§ Written task: Rewrite the data below with every "query" changed to "search term" and nothing else altered, leaving out the pictures.

----- Recorded information -----

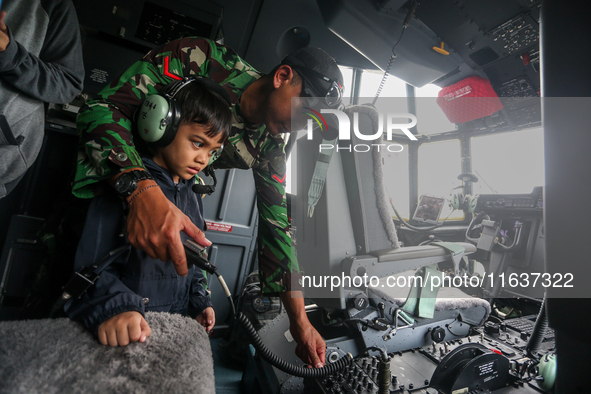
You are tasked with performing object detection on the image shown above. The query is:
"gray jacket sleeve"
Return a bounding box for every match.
[0,0,84,103]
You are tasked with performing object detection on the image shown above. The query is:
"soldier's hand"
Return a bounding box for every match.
[127,181,211,276]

-----

§ Answer to this problem:
You are tasked with performing object detection on the image shown above. The search term is:
"gray jacket sleeve"
Return a bounding box for every match.
[0,0,84,103]
You are tasked with performing object detection on the image shown above. The search term is:
"soldier's hand"
Return a bounding box for every match.
[127,181,211,276]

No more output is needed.